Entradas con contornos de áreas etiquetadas
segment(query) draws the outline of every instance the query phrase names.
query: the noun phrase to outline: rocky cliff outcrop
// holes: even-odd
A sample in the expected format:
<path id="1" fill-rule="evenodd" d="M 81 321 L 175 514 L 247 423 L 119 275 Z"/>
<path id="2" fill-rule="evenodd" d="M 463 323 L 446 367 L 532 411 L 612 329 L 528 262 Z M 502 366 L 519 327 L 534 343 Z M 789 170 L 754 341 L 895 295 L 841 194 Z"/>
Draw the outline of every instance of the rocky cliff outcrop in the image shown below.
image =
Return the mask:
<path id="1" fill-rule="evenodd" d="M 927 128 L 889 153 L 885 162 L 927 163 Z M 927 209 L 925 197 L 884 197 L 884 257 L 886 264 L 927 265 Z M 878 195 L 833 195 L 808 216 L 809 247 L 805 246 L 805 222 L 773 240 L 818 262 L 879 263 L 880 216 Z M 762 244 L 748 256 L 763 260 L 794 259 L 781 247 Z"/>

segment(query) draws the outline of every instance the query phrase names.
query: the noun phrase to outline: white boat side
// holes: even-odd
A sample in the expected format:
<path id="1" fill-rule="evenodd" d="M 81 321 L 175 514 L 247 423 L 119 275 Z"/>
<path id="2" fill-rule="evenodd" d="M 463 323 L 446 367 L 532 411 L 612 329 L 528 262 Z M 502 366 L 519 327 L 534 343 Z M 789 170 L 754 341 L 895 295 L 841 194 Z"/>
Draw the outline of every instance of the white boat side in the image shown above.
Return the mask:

--

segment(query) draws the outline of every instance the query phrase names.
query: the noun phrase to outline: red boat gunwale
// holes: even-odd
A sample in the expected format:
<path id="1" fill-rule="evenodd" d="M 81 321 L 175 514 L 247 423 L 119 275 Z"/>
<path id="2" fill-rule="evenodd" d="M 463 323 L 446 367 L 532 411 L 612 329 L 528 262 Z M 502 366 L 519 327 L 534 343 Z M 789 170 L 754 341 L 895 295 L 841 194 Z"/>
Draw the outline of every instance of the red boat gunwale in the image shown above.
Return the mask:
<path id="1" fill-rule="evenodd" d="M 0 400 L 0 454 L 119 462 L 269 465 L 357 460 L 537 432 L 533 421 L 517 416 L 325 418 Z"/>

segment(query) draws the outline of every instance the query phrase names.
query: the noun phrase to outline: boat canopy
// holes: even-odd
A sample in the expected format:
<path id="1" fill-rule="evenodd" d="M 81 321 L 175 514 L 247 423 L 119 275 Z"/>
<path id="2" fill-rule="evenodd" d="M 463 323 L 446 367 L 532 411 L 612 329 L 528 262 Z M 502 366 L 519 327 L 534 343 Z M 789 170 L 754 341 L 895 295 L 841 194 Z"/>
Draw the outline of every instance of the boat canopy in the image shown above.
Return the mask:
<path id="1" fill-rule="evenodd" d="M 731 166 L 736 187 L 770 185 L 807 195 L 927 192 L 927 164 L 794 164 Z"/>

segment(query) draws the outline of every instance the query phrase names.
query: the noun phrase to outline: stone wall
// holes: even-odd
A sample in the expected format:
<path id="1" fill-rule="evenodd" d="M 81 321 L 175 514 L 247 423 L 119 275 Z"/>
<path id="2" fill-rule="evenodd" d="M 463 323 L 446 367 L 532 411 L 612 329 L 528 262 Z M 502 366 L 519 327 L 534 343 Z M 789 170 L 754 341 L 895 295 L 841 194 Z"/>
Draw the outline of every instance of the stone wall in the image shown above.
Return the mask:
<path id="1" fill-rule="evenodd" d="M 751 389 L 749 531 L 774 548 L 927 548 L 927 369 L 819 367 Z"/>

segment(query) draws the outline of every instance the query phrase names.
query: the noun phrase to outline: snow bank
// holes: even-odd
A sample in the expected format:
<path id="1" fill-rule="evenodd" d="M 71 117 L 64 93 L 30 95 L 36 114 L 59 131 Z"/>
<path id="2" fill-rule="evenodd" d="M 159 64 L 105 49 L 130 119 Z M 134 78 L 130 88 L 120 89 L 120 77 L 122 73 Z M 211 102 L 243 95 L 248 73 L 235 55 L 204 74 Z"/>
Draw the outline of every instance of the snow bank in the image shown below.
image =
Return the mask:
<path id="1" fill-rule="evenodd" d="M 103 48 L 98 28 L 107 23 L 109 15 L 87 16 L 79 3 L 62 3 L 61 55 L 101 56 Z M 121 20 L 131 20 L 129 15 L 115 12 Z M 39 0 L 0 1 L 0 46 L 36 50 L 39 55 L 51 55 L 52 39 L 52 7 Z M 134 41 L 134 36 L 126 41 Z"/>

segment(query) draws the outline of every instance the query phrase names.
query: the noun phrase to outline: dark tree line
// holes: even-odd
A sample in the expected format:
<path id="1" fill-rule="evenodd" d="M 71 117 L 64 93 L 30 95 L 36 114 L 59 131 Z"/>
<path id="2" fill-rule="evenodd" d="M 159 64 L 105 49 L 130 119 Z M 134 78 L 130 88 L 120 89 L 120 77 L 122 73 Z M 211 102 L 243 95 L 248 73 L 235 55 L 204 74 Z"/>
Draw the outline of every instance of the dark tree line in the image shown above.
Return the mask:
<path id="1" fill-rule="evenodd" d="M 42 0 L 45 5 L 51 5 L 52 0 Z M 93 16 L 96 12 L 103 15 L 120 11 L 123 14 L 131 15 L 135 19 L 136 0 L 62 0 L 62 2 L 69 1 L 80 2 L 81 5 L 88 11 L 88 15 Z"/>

#### Tarea a realizar
Determina cuántas líneas de las entradas de arriba contienen la palabra "cliff", teniendo en cuenta mayúsculas y minúsculas. Responde solo con el número.

#### Solución del ejercicio
2